**TRECHO**
------------------------------------
Discurso no Senado Federal

CONSIDERAÇÕES A RESPEITO DA TRANSMISSÃO, POR ANTENA PARABOLICA, DE CONVERSA DE BASTIDORES ANTES DE ENTREVISTA DO DEPUTADO FRANCISCO DORNELLES AO JORNALISTA CARLOS CHAGAS, SOBRE A VENDA DE APARTAMENTOS FUNCIONAIS AOS MINISTROS DO SUPREMO TRIBUNAL FEDERAL.

Autor
Aureo Mello (PRN - Partido da Reconstrução Nacional/AM)
Nome completo: Aureo Bringel de Mello
Casa
Senado Federal
Tipo
Discurso
Resumo por assunto
GOVERNO FEDERAL, ATUAÇÃO.:
  • CONSIDERAÇÕES A RESPEITO DA TRANSMISSÃO, POR ANTENA PARABOLICA, DE CONVERSA DE BASTIDORES ANTES DE ENTREVISTA DO DEPUTADO FRANCISCO DORNELLES AO JORNALISTA CARLOS CHAGAS, SOBRE A VENDA DE APARTAMENTOS FUNCIONAIS AOS MINISTROS DO SUPREMO TRIBUNAL FEDERAL.
Aparteantes
Jacques Silva.
Publicação
Publicação no DCN2 de 17/01/1995 - Página 763
Assunto
Outros > GOVERNO FEDERAL, ATUAÇÃO.
Indexação
  • COMENTARIO, TRANSMISSÃO, ANTENA, DIALOGO, ANTERIORIDADE, ENTREVISTA, EMISSORA, TELEVISÃO, PARTICIPAÇÃO, FRANCISCO DORNELLES, DEPUTADO FEDERAL, CARLOS CHAGAS (MG), JORNALISTA, CRITICA, REDUÇÃO, PREÇO, VENDA, RESIDENCIA FUNCIONAL, MINISTRO, SUPREMO TRIBUNAL FEDERAL (STF).
------------------------------------
**DADOS FORNECIDOS**
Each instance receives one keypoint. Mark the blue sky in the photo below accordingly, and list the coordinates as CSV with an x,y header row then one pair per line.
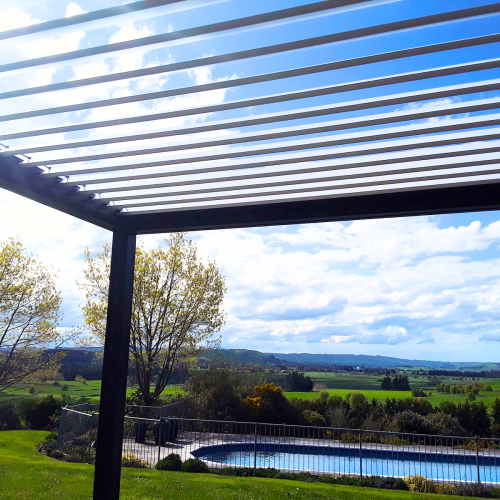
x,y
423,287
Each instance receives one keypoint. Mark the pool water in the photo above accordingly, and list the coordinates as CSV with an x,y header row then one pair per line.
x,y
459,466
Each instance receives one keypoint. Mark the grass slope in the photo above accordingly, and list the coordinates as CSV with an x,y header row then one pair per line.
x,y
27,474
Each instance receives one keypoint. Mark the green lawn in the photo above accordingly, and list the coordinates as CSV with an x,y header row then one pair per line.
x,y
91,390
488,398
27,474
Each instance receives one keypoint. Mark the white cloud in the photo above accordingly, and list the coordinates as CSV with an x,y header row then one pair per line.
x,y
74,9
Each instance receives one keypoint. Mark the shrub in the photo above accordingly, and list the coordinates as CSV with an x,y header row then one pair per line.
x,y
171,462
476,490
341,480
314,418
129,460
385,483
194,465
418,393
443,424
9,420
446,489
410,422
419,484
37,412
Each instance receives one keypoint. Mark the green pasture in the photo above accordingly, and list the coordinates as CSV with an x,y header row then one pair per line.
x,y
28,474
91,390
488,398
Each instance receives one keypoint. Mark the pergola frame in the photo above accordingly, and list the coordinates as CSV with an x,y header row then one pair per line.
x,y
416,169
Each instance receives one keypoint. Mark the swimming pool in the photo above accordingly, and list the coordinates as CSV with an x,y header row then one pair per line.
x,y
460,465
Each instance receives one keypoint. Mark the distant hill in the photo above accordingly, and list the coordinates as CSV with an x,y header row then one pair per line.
------------------------------------
**CONJUNTO DE TAREFAS**
1. Redigite o trecho desde "Nome completo: Aureo" até "Jacques Silva.", inclusive.
2. Informe quantas linhas contêm a palavra "pool", levando em conta maiúsculas e minúsculas, e responda apenas com o número.
O trecho e as linhas não têm relação entre si.

**RESULTADOS DO EXERCÍCIO**
1.
Nome completo: Aureo Bringel de Mello
Casa
Senado Federal
Tipo
Discurso
Resumo por assunto
GOVERNO FEDERAL, ATUAÇÃO.:
  • CONSIDERAÇÕES A RESPEITO DA TRANSMISSÃO, POR ANTENA PARABOLICA, DE CONVERSA DE BASTIDORES ANTES DE ENTREVISTA DO DEPUTADO FRANCISCO DORNELLES AO JORNALISTA CARLOS CHAGAS, SOBRE A VENDA DE APARTAMENTOS FUNCIONAIS AOS MINISTROS DO SUPREMO TRIBUNAL FEDERAL.
Aparteantes
Jacques Silva.

2. 2